_Task objective_
Please lay out the lines below as a numbered list, leaving out any blank lines.

•••

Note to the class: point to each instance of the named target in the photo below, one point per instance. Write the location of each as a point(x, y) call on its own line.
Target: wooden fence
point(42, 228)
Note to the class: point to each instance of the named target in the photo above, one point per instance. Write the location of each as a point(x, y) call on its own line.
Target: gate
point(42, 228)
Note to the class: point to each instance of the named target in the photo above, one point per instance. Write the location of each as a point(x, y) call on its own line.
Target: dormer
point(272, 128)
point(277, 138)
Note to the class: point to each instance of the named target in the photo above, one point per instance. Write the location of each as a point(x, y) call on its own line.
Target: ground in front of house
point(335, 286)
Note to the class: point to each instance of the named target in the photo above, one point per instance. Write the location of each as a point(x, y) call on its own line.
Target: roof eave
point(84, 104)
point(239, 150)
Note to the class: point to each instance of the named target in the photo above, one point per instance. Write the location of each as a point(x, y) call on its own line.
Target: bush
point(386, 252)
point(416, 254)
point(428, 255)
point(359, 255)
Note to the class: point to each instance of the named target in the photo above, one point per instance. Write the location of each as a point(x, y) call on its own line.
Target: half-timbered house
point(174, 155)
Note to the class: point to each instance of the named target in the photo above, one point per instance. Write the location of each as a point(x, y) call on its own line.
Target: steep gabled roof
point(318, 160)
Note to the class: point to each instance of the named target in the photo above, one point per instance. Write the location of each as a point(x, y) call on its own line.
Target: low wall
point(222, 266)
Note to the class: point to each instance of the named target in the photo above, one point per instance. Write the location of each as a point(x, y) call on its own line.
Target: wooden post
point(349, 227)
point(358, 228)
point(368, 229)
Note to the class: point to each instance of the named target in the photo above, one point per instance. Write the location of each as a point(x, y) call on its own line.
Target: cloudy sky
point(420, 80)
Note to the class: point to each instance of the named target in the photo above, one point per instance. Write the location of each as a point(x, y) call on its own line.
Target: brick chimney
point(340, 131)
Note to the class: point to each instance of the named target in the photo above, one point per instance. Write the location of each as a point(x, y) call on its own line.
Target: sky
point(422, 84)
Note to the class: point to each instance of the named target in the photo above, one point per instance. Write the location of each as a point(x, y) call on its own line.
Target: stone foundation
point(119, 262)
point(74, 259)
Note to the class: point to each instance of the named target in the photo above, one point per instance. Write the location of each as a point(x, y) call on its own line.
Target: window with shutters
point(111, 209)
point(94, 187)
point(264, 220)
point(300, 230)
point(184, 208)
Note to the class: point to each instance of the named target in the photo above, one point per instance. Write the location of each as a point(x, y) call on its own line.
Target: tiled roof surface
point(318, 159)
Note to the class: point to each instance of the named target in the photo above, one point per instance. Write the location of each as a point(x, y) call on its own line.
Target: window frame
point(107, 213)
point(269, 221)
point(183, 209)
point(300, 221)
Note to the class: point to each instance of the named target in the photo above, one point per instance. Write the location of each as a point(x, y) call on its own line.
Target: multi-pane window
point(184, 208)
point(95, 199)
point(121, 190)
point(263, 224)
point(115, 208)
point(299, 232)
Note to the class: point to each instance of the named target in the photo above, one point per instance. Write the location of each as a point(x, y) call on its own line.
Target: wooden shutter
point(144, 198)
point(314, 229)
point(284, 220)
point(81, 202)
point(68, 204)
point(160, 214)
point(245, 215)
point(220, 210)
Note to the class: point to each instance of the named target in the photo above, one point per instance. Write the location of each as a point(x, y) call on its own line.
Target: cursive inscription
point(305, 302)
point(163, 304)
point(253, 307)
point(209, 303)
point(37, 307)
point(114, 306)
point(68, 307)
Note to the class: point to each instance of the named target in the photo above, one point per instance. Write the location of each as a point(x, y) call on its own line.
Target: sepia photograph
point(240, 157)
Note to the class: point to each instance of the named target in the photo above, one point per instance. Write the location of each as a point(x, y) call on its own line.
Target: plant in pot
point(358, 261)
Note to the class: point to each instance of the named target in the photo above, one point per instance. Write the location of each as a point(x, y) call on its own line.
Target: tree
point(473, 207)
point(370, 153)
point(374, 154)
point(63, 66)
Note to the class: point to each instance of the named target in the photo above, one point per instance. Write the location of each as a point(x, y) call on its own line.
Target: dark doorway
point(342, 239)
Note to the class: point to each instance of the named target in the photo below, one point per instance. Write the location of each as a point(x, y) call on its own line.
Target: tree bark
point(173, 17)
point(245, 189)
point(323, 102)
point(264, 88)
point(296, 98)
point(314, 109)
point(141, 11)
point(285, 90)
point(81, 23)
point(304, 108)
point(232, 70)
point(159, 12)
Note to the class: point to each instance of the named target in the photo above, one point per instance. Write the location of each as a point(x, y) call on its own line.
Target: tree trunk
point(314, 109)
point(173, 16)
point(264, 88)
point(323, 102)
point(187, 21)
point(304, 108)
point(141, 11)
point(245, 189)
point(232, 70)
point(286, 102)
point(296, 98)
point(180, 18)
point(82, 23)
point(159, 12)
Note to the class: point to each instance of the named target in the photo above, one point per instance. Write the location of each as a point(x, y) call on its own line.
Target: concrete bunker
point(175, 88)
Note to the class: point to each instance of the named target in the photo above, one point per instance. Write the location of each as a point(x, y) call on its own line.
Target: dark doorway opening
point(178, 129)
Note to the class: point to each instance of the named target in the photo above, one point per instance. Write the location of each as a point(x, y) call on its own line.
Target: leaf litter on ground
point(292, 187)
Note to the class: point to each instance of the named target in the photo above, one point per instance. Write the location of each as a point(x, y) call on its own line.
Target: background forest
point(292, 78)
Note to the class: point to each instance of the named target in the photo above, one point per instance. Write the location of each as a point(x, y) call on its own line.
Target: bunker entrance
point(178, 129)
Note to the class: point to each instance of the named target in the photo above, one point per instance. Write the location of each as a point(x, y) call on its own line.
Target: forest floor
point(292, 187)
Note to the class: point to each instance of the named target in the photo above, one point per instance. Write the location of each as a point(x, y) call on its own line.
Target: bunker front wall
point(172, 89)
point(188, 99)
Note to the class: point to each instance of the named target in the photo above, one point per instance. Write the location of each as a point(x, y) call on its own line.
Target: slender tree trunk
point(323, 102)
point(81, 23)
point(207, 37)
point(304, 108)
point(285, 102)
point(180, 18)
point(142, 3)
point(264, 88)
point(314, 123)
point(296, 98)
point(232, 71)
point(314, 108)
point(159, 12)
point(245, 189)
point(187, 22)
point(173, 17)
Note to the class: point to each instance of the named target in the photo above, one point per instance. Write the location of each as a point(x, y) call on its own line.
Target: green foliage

•••

_Answer in full_
1. Note to the class: point to each instance of the named target in the photo below, one point per instance. Write the location of each as a point(x, y) call on its own line.
2. Target: wooden fence
3. point(42, 228)
4. Note to the class: point to each instance of the named target in the photo above, one point per instance. Write the location of each as a point(x, y) call on its own line.
5. Target: gate
6. point(42, 228)
7. Note to the class: point to each instance of the named target in the photo above, one point per instance. Write the location of each as a point(x, y) call on its own line.
8. Target: dormer
9. point(272, 128)
10. point(277, 138)
11. Note to the class: point to each instance of the named target in the photo above, one point per instance. Write the location of each as a point(x, y) call on its own line.
12. Target: ground in front of house
13. point(335, 286)
14. Note to the class: point to each instance of the named target in the photo above, one point per instance. Write the location of each as a point(x, y) call on its own line.
15. Target: roof eave
16. point(84, 104)
17. point(239, 150)
18. Note to the class: point to each instance of the named target in the photo above, one point per instance. Write the location of each as a point(x, y) call on its own line.
19. Target: bush
20. point(386, 252)
21. point(416, 254)
22. point(428, 255)
23. point(359, 255)
24. Note to the class: point to each instance of the named target in the photo above, one point per instance. Write the location of each as a point(x, y) call on its own line.
25. Target: half-timbered house
26. point(174, 155)
27. Note to the class: point to each instance of the named target in the photo above, one point per instance. Write the location of each as a point(x, y) call on its own line.
28. Target: steep gabled roof
29. point(318, 160)
30. Note to the class: point to each instance of the named target in the photo above, one point per instance. Write the location of each as a point(x, y) call on its own line.
31. Target: low wall
32. point(222, 266)
33. Note to the class: point to each instance of the named target in the photo above, one point per instance. Write the location of each as a point(x, y) call on its own line.
34. Target: wooden post
35. point(349, 227)
36. point(358, 228)
37. point(368, 229)
38. Note to the class: point to each instance of the named target in the photo above, one point per instance. Write the location of each as a point(x, y) call on its own line.
39. Target: cloudy sky
40. point(420, 80)
41. Note to the class: point to each instance of the named target in the photo above, one point per instance. Write the location of each as a point(x, y) call on its own line.
42. Target: brick chimney
43. point(340, 131)
44. Note to the class: point to each instance of the named target in the photo above, one point per instance. Write the location of each as a point(x, y) call on its own line.
45. Target: sky
46. point(422, 84)
47. Note to the class: point to each instance of the named target in the photo above, one point per instance. Write the location of each as a point(x, y) call on its own line.
48. Target: stone foundation
49. point(119, 262)
50. point(74, 259)
51. Note to the class: point to each instance of the named target in the photo above, one point per instance. Write the location of each as a point(x, y) call on its own line.
52. Target: window with shutters
53. point(111, 209)
54. point(94, 187)
55. point(264, 220)
56. point(300, 230)
57. point(184, 208)
58. Note to the class: point to each instance of the named target in the photo above, one point per instance. Write the location of each as a point(x, y) call on its own line.
59. Target: tiled roof surface
60. point(318, 159)
61. Note to the class: point to each instance of the named target in the photo above, one point per instance. Write the location of each as a point(x, y) call on its own line.
62. Target: window frame
63. point(107, 213)
64. point(269, 221)
65. point(183, 209)
66. point(300, 221)
67. Note to the class: point to each instance of the named target in the photo above, one point per instance. Write the location of each as a point(x, y) call on its own line.
68. Target: multi-pane window
69. point(184, 208)
70. point(95, 199)
71. point(121, 190)
72. point(263, 224)
73. point(115, 208)
74. point(299, 232)
75. Note to the class: point to each instance of the named target in the photo above, one point per instance. Write the location of each as a point(x, y) call on its own line.
76. Target: wooden shutter
77. point(144, 198)
78. point(314, 229)
79. point(284, 220)
80. point(81, 202)
81. point(68, 204)
82. point(160, 214)
83. point(245, 215)
84. point(220, 210)
85. Note to the class: point to each instance of the named target in the photo above, one point per instance. Write the location of each as a point(x, y) call on its own line.
86. Target: cursive inscription
87. point(305, 302)
88. point(163, 304)
89. point(253, 307)
90. point(209, 303)
91. point(37, 307)
92. point(114, 306)
93. point(68, 307)
94. Note to the class: point to each instance of the named target in the photo above, one point per instance. Write the location of each as a point(x, y) call on its own line.
95. Target: sepia photograph
96. point(240, 157)
97. Note to the class: point to each instance of the named target in the photo above, one point per instance. Write the location of each as a point(x, y) call on its own line.
98. Target: plant in pot
99. point(358, 261)
100. Note to the class: point to each instance of the named target in the photo above, one point per instance. Write the location of each as a point(x, y) call on its own line.
101. Target: tree
102. point(473, 207)
103. point(370, 153)
104. point(374, 154)
105. point(63, 66)
106. Note to the class: point to each instance of the named target in the photo above, one point per instance. Write the location of each as a point(x, y) call on its own line.
107. Target: dark doorway
108. point(342, 239)
109. Note to the class: point to each instance of the named target in the photo below, one point per instance. Write the location of each as a point(x, y) call on its own line.
110. Target: tree bark
111. point(173, 17)
112. point(245, 189)
113. point(323, 102)
114. point(264, 88)
115. point(296, 98)
116. point(314, 109)
117. point(141, 11)
118. point(285, 90)
119. point(81, 23)
120. point(304, 108)
121. point(232, 70)
122. point(159, 12)
123. Note to the class: point to each instance of the named target in the photo above, one point per instance. Write the location of each as a point(x, y) call on its own line.
124. Target: tree trunk
125. point(314, 109)
126. point(173, 16)
127. point(264, 88)
128. point(323, 102)
129. point(187, 21)
130. point(304, 108)
131. point(141, 11)
132. point(245, 189)
133. point(232, 70)
134. point(286, 102)
135. point(296, 98)
136. point(180, 18)
137. point(82, 23)
138. point(159, 12)
139. Note to the class: point to each instance of the named target in the photo above, one point per instance. Write the location of each as a point(x, y) call on its own line.
140. Target: concrete bunker
141. point(175, 88)
142. Note to the class: point to each instance of the named target in the photo above, one point per instance. Write the location of each as a point(x, y) call on its own line.
143. Target: dark doorway opening
144. point(178, 129)
145. Note to the class: point to each instance of the named target in the photo above, one point per instance. Write the location of each as a point(x, y) call on its own line.
146. Target: leaf litter on ground
147. point(292, 187)
148. Note to the class: point to each instance of the named target in the photo above, one point per instance. Write the location of each as a point(x, y) call on its own line.
149. Target: background forest
150. point(292, 78)
151. Note to the class: point to each instance of the named target in the photo above, one point per instance. Write the location of each as a point(x, y) call on its own line.
152. Target: bunker entrance
153. point(178, 129)
154. Note to the class: point to each instance of the named target in the photo above, one point per instance. Write the location of each as a point(x, y) call on its own line.
155. Target: forest floor
156. point(292, 187)
157. Note to the class: point to each instance of the named target in the photo above, one point per instance. Write the location of each as a point(x, y) call on its own line.
158. Target: bunker front wall
159. point(172, 89)
160. point(188, 99)
161. Note to the class: point to each instance of the named target in the photo above, one point per instance. Write the location of each as a point(x, y) call on its own line.
162. Target: slender tree trunk
163. point(323, 102)
164. point(81, 23)
165. point(207, 37)
166. point(304, 108)
167. point(285, 102)
168. point(180, 18)
169. point(142, 3)
170. point(264, 88)
171. point(314, 123)
172. point(296, 98)
173. point(232, 71)
174. point(314, 108)
175. point(159, 12)
176. point(245, 189)
177. point(187, 22)
178. point(173, 17)
179. Note to the class: point to each instance of the named target in the photo above, one point per instance. Write the location of each as a point(x, y) call on its own line.
180. Target: green foliage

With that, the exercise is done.